● Set task:
Copy, character for character, the stretch of the records below from the line containing "need box >> white cloud" through the line containing "[0,0,450,129]", including both of those lines.

● Supplied data:
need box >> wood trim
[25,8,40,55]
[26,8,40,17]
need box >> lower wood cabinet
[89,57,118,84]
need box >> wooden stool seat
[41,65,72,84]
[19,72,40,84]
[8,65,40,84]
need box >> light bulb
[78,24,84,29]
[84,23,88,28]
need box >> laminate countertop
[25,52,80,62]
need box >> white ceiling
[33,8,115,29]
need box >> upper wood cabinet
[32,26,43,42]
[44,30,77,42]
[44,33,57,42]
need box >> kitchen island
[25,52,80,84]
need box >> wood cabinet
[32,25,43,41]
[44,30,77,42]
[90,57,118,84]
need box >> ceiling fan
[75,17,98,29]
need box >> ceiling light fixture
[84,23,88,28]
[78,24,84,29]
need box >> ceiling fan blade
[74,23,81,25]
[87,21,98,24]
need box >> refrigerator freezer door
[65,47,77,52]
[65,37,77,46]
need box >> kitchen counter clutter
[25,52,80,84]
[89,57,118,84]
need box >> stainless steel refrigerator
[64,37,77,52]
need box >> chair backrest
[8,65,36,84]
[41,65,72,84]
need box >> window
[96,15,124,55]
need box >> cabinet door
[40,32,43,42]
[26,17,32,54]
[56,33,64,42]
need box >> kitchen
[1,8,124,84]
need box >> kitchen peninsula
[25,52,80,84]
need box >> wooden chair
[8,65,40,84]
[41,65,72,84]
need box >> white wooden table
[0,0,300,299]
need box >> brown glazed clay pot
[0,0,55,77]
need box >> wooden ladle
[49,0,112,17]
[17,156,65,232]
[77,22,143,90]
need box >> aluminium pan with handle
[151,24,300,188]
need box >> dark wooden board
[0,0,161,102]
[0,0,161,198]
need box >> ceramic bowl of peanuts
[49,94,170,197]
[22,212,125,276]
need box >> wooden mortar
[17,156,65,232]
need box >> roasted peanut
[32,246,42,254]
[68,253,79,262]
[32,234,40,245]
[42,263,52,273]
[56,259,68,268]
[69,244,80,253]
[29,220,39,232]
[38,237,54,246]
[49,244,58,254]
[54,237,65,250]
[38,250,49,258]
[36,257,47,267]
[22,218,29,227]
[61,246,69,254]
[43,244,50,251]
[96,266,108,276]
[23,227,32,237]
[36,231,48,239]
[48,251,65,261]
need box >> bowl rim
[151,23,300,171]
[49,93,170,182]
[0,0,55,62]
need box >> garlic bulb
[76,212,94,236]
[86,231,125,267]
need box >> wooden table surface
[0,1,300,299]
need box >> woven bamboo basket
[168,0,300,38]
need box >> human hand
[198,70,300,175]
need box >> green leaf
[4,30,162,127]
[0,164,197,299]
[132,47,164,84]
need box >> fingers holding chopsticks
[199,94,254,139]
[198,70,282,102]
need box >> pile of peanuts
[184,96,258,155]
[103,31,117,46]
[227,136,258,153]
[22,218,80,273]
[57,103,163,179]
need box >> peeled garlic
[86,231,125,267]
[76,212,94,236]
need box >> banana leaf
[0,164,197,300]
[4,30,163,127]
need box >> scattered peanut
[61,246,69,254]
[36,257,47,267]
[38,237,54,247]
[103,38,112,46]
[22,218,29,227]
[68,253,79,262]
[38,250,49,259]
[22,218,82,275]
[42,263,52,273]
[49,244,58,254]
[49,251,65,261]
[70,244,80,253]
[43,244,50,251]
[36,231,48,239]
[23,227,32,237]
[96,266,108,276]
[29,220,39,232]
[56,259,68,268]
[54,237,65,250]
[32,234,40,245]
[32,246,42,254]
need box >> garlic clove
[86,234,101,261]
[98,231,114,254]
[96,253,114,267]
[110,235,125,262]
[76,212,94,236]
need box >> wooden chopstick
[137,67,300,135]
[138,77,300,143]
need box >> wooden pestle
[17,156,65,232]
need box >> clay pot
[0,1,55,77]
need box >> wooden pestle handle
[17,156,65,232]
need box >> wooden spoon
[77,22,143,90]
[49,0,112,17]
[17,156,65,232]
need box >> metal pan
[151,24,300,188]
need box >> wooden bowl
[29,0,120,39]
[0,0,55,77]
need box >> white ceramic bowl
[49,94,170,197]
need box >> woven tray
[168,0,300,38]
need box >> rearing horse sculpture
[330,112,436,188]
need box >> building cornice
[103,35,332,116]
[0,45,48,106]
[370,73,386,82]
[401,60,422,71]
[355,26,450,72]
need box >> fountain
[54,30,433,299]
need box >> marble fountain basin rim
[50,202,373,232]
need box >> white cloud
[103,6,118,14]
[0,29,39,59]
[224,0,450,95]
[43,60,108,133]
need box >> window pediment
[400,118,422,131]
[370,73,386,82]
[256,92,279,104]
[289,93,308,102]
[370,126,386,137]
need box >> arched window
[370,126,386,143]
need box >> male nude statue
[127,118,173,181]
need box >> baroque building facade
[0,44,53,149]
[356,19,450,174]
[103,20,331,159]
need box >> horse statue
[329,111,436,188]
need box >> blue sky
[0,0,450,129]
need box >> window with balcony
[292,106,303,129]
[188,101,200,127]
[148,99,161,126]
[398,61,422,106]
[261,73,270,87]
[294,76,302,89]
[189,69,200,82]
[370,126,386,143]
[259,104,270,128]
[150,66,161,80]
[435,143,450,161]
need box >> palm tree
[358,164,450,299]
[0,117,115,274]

● The solution:
need box >> white cloud
[103,6,118,14]
[0,29,39,59]
[224,0,450,95]
[43,60,108,133]
need box >> window pediment
[400,118,422,131]
[370,73,386,82]
[256,92,279,104]
[289,93,308,102]
[370,126,386,137]
need box >> arched window
[370,126,386,143]
need box >> male nude statue
[127,118,173,181]
need box >> baroque building facade
[0,44,53,149]
[356,19,450,174]
[103,20,331,159]
need box >> horse statue
[329,111,436,188]
need box >> blue sky
[0,0,450,129]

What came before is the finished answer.